■ ПИСЬМЕННОЕ ЗАДАНИЕ ■
Подсчитайте, в скольких строках перечня ниже встречается слово «depicted». В ответе запишите только число.

■ ПЕРЕЧЕНЬ ЗАПИСЕЙ ■
——————————
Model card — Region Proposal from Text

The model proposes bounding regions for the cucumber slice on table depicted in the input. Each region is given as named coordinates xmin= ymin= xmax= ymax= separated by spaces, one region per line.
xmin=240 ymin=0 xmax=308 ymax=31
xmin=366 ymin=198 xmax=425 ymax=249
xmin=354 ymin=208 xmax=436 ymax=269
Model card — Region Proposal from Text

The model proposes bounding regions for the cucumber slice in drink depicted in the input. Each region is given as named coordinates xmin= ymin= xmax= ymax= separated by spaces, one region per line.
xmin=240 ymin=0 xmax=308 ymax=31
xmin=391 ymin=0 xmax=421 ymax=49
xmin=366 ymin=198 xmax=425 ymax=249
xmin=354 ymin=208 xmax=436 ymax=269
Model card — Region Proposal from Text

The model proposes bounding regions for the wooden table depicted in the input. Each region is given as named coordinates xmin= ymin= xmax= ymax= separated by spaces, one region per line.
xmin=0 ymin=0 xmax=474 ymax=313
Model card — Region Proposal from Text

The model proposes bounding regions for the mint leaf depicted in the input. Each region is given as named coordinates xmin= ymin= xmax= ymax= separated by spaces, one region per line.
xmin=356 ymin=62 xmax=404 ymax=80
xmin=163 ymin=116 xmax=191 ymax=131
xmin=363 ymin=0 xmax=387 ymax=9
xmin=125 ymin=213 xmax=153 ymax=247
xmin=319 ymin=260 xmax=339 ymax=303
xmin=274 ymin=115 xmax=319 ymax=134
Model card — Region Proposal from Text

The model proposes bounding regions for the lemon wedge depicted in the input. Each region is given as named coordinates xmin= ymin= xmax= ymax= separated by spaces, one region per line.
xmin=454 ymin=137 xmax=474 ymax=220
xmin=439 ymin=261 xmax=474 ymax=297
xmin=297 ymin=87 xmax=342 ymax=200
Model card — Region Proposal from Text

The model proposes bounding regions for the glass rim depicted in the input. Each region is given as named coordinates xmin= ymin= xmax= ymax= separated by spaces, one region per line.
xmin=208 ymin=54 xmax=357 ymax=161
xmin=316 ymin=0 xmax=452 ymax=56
——————————
■ РЕШЕНИЕ ЗАДАНИЯ ■
6